## ASSIGNMENT:
Without changing anything, output the records below.

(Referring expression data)

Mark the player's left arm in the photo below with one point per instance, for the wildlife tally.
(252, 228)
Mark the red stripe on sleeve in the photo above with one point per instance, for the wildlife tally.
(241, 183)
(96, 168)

## REPLY TO THE TASK:
Mark the player's left arm in the photo below with one point per instance, for the wildlife tally.
(252, 228)
Mark the red stripe on sleeve in the photo above with one point per instance, for the wildlife tally.
(241, 183)
(96, 168)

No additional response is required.